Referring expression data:
++++++++

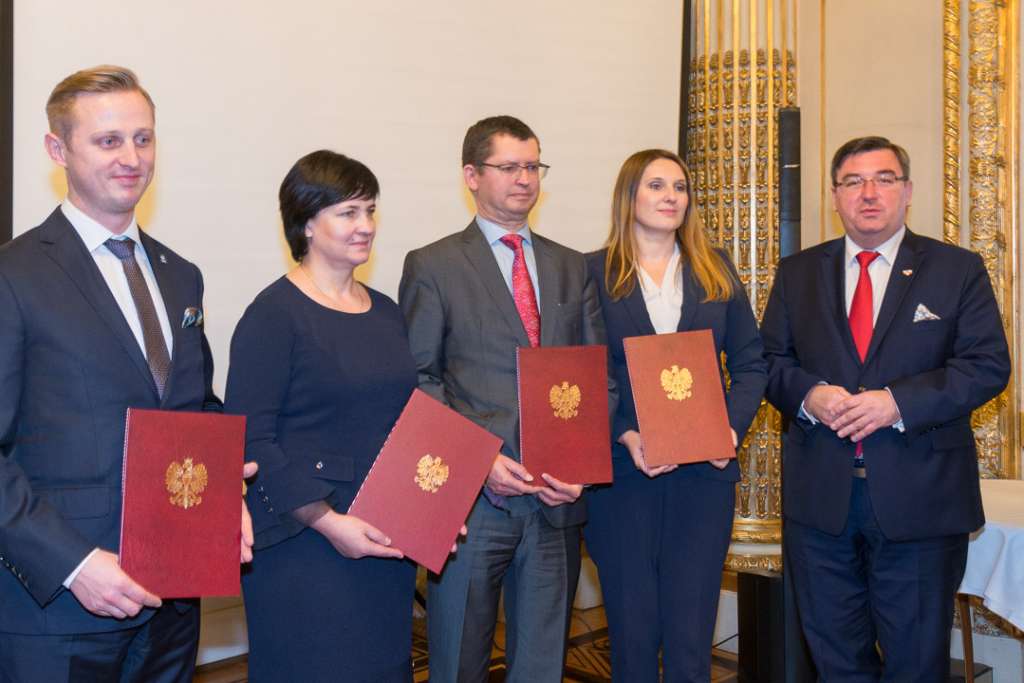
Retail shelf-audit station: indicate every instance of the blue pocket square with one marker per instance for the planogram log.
(193, 317)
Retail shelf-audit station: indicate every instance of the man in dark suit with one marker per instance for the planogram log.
(470, 299)
(880, 344)
(98, 316)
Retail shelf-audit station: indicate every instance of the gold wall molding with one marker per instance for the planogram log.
(991, 112)
(735, 562)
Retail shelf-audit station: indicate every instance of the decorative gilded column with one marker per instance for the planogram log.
(742, 73)
(985, 96)
(991, 112)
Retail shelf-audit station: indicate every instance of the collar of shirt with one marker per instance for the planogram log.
(887, 249)
(92, 233)
(672, 281)
(493, 231)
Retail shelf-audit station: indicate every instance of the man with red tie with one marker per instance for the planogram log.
(470, 300)
(880, 344)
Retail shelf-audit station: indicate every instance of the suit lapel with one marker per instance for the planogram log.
(637, 309)
(62, 245)
(907, 258)
(834, 286)
(481, 259)
(173, 304)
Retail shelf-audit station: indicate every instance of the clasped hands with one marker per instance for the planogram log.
(855, 416)
(105, 590)
(510, 478)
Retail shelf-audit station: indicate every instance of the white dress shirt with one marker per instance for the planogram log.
(879, 270)
(665, 300)
(494, 232)
(94, 235)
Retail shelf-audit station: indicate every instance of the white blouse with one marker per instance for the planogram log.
(665, 301)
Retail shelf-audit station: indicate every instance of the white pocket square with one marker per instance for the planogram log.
(922, 313)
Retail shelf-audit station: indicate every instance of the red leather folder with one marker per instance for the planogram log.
(181, 496)
(425, 479)
(678, 393)
(563, 413)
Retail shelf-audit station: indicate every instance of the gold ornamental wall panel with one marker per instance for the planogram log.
(981, 183)
(743, 71)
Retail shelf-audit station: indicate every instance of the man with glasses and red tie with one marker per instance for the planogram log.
(470, 300)
(881, 344)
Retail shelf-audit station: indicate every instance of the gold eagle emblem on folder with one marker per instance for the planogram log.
(677, 382)
(185, 481)
(431, 473)
(565, 400)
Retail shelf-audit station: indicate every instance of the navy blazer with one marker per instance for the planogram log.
(735, 333)
(70, 368)
(923, 482)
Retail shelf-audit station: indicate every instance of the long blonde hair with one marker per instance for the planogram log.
(709, 267)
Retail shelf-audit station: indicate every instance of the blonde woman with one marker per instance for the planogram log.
(659, 535)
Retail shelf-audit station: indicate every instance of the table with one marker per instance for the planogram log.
(995, 561)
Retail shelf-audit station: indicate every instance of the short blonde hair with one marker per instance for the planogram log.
(105, 78)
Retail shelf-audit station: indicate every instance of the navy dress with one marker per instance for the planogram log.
(321, 390)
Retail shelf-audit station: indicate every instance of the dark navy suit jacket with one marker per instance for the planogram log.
(923, 482)
(735, 333)
(70, 368)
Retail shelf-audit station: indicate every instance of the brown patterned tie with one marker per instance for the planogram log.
(156, 347)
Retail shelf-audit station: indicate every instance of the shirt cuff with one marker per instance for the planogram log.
(804, 415)
(74, 574)
(898, 425)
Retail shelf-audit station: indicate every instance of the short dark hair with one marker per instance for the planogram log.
(476, 144)
(870, 143)
(317, 180)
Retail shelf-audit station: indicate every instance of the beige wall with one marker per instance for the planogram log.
(881, 74)
(245, 88)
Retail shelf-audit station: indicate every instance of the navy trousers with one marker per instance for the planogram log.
(859, 587)
(659, 546)
(162, 650)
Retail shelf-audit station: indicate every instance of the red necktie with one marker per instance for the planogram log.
(862, 308)
(861, 323)
(522, 290)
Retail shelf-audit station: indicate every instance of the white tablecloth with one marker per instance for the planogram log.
(995, 556)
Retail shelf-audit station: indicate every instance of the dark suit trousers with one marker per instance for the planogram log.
(859, 587)
(659, 546)
(538, 565)
(162, 650)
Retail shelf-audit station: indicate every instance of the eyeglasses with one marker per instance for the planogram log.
(883, 180)
(512, 170)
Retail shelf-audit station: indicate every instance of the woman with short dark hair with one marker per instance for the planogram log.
(321, 367)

++++++++

## The problem
Repeat the records above exactly, leaving out any pictures they contain.

## Exercise solution
Retail shelf-audit station: indicate every instance of the blue pocket square with one marker per instance for the planogram log.
(193, 317)
Retail shelf-audit station: indicate every instance of the man in dark suit with one marker per instance for the planogram log.
(470, 299)
(880, 344)
(98, 316)
Retail shelf-audit station: indicate every instance of the gold wall molding with one marker per instance for the planogram log.
(991, 112)
(735, 562)
Retail shelf-audit station: indicate every instance of the decorative gilded column with one marker per instance for the planogram log.
(742, 73)
(985, 96)
(991, 112)
Retail shelf-audit station: indicate every instance of the collar of shirt with one marker per instance for the planogram log.
(887, 249)
(92, 233)
(672, 281)
(493, 231)
Retail shelf-audit station: indicate every instance of the man with red tie with one marker per instance for the planogram log.
(470, 300)
(880, 344)
Retail shelf-audit station: indicate every instance of the suit lapel with one marker per instance for the planogram log.
(637, 309)
(62, 245)
(907, 258)
(834, 286)
(481, 259)
(173, 304)
Retail shelf-audit station: indicate every instance of the clasped hands with one marker per instance for the planogram log.
(855, 416)
(105, 590)
(510, 478)
Retail shelf-audit station: indicate every instance of the white dress shirt with one marker per instance for the planogram log.
(879, 270)
(665, 300)
(494, 232)
(94, 235)
Retail shelf-audit station: indicate every instance of the white blouse with one marker per instance for the planogram log.
(665, 301)
Retail shelf-audit station: indicate every instance of the white pocket square with one marker per instance for the planogram log.
(922, 313)
Retail shelf-audit station: indicate every instance of the red leather folder with one marker per instance for the planogram log.
(181, 496)
(425, 479)
(678, 393)
(563, 413)
Retail shelf-audit station: indicate every instance of the gold ornamental wall panel with one marker per instance for the planogram log.
(981, 183)
(743, 71)
Retail shelf-audit station: indicate every instance of the man with glasses and red tie with one marker per instance for the planogram log.
(470, 300)
(881, 344)
Retail shelf-audit station: indicate every instance of the gold eagle emblem on folder with one marker per instance for the planogram log.
(677, 382)
(185, 481)
(431, 473)
(565, 400)
Retail shelf-audit station: indicate every instance of the navy blazer with one marker per instance for the planogram log.
(735, 333)
(70, 368)
(923, 482)
Retail shelf-audit station: indicate every instance of the long blonde hair with one marker per instance for the planogram log.
(709, 267)
Retail shelf-audit station: indicate every instance of the blonde woman with one marker per instance for the planogram log.
(659, 535)
Retail shelf-audit station: indicate every instance of the table with one marker per instance for the planogram log.
(995, 561)
Retail shelf-audit station: indicate every instance of the short blonde hair with one marker per instance for the planogram log.
(105, 78)
Retail shelf-audit station: indicate every instance of the navy dress with one marker per instance for the planogram log.
(321, 390)
Retail shelf-audit station: indicate every instance of the dark navy suit jacket with one marker per instance for the planogram log.
(923, 482)
(735, 333)
(70, 368)
Retail shelf-audit station: indicate every instance of the brown patterned tie with one marker per instance for the planogram log.
(156, 347)
Retail shelf-audit station: indicate every instance of the shirt cuff with one marker per instance for the planogram log.
(804, 415)
(74, 574)
(898, 425)
Retail shelf-audit station: indicate every instance of the short dark hair with one marker per instance for the planogram log.
(476, 144)
(870, 143)
(317, 180)
Retail shelf-audit station: indicate every instance of the beige wall with one marker per instance for the planogram log.
(881, 74)
(245, 88)
Retail shelf-audit station: indicate every instance of the navy trousers with one marker per instance for the planogram log.
(859, 587)
(659, 546)
(162, 650)
Retail shelf-audit station: indicate every instance of the red necktie with one marker per instance for the planogram log.
(862, 308)
(861, 323)
(522, 290)
Retail shelf-audit station: indicate every instance of the white tablecloth with one marker per instance for the planogram log.
(995, 556)
Retail shelf-audit station: indicate every instance of the dark suit trousers with one marker per instance for the planogram log.
(859, 587)
(659, 546)
(538, 565)
(162, 650)
Retail shelf-audit station: indicate every instance of the eyeglasses with one marker per instance for the planogram log.
(883, 180)
(512, 170)
Retail shelf-audit station: indicate every instance of the woman with short dark hair with one marker per instance for the planogram log.
(321, 367)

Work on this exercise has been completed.